- Aufgabe:
Beantworten Sie die folgenden Fragen zum Text jeweils in einem Satz.
(a) In welchem Monat und Jahr kamen Rilkes „Sonette an Orpheus“ laut Text in reicher Zahl über ihn?
(b) In welcher Stadt lebt der Dichter Arne Rautenberg?
(c) Welches Lob für das neue Gedicht wird im Text zitiert?

- Text:
________________

Die Freude über das eigentlich noch gar nicht sichere Gelingen führt bisweilen zu Übersprungshandlungen. Übersprungen wird dabei nicht zuletzt die kritische Kontrolle, der abgekühlte Blick auf das neue Gebilde. Kaum ist das Gedicht da, soll es auch schon in die Welt hinaus – mit dem Risiko, erschreckend Halbfertiges in Umlauf zu bringen. Jemand, der es damit besonders eilig hatte, war Rilke, der seine im Februar 1922 in reicher Zahl auf ihn herabregnenden „Sonette an Orpheus“ gleich abschrieb und per Brief verschickte – hinterher musste er dann die Empfänger bitten, das eine oder andere Sonett zu überkleben.
Mit den Mitteln heutiger Technik ist der lyrischen Frühgeburt erst recht Tür und Tor geöffnet. Was dabei passieren kann, hat der in Kiel lebende Dichter Arne Rautenberg mit leichter Hand in ein wunderbar locker gefügtes und selbstironisches Gedicht eingezeichnet. Es heißt passenderweise „das neue gedicht“ und ist im jüngsten Band des Autors enthalten, dessen Titel „betrunkene wälder“ als Hommage an den Schaffensrausch gelesen werden darf.
Im Wartesaal der Geistesblitze
Das Gedicht ist so einfach wie raffiniert. Es spricht von einem anderen Gedicht, das wir nie zu sehen bekommen. Dieses andere ging, noch ehe wir es lesen konnten, schon in den Verteiler: „ich mailte einem arrivierten / mein neuestes gedicht“. Wer dieser Arrivierte ist, darüber dürfen wir rätseln, sei er nun erfunden oder nicht. Wichtig ist jedenfalls, dass hier eine Gemeinschaft der Dichtenden skizziert wird, in der es ein Gefälle gibt. Jemand, der selbst nicht arriviert ist oder zumindest vorgibt, es nicht zu sein, will sich mit seinem frischen Werk für höhere Aufgaben empfehlen. Das scheint auf Anhieb zu gelingen, denn das Lob kommt prompt: „welch schönes stück welch feines licht“, das hört man immer gern, wenn es auch etwas unspezifisch klingt.

________________

- Material:
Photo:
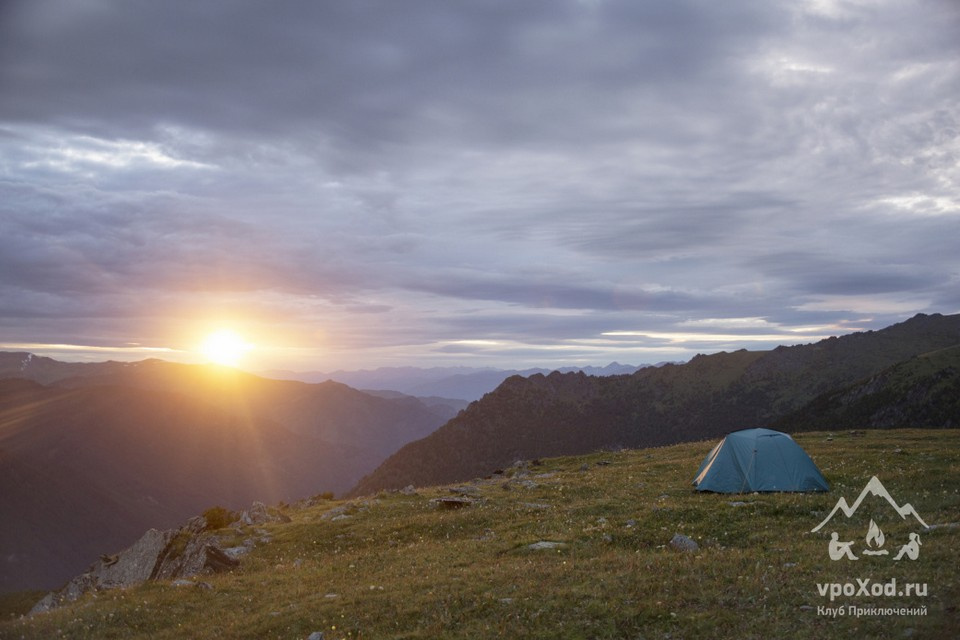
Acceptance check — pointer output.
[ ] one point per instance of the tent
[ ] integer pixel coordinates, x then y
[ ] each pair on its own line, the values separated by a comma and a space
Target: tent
758, 460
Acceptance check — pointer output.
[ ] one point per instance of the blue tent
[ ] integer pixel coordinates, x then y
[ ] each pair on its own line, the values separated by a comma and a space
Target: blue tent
758, 460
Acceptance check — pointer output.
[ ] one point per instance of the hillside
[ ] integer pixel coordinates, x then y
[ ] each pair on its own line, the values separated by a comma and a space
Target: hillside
85, 471
564, 414
576, 547
922, 391
462, 383
115, 448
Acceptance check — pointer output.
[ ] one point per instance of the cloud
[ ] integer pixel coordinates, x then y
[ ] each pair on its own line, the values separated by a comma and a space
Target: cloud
385, 180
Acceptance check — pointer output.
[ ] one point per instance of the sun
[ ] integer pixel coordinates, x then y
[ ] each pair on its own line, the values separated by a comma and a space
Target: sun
225, 347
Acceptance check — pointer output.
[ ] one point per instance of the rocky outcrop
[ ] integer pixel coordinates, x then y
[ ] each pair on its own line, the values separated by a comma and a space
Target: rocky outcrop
173, 554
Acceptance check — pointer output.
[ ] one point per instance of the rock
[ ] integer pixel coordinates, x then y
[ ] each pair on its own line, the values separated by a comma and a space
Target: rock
260, 513
47, 603
452, 503
342, 510
174, 554
200, 555
547, 544
535, 505
195, 525
681, 542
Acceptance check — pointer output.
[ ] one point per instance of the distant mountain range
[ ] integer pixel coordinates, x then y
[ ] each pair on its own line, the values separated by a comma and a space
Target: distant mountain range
907, 375
460, 383
103, 451
91, 455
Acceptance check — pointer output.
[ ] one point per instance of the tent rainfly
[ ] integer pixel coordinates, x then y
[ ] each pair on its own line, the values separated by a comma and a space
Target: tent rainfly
758, 460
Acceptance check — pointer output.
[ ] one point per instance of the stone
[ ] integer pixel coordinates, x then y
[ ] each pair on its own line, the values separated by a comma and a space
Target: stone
535, 505
260, 513
174, 554
681, 542
453, 503
544, 545
135, 564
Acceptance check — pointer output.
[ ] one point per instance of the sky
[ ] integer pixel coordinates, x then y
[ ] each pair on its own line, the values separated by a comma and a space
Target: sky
509, 183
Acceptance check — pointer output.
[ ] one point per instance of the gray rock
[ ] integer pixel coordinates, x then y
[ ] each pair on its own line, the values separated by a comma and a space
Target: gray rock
158, 555
546, 545
260, 513
135, 564
681, 542
48, 602
453, 503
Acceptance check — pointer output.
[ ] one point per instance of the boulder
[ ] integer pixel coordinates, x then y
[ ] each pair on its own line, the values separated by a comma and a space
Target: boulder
166, 555
260, 513
681, 542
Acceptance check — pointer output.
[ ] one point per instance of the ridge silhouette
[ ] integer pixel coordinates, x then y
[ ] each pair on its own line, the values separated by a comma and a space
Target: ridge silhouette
874, 487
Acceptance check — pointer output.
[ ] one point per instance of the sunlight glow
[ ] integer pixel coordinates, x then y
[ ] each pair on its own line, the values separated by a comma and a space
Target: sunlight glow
225, 347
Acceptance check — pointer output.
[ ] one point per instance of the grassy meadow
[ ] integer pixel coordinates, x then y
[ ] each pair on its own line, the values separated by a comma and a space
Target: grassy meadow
405, 566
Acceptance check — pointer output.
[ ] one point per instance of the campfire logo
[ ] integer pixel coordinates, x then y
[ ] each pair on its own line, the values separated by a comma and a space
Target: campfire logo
875, 538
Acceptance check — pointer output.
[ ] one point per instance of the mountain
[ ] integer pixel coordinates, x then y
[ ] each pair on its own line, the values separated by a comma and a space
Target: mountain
923, 391
103, 464
107, 450
873, 488
463, 383
564, 414
579, 547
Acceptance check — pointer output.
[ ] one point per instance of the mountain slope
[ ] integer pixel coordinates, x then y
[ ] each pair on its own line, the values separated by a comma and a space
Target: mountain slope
571, 548
116, 448
707, 397
923, 391
85, 471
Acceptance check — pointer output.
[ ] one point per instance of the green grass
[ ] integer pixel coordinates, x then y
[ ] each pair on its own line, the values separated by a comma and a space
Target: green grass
402, 567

________________

- Lösung:
(a) Rilkes „Sonette an Orpheus“ kamen im Februar 1922 in reicher Zahl über ihn.
(b) Arne Rautenberg lebt in Kiel.
(c) Zitiert wird das Lob „welch schönes stück welch feines licht“.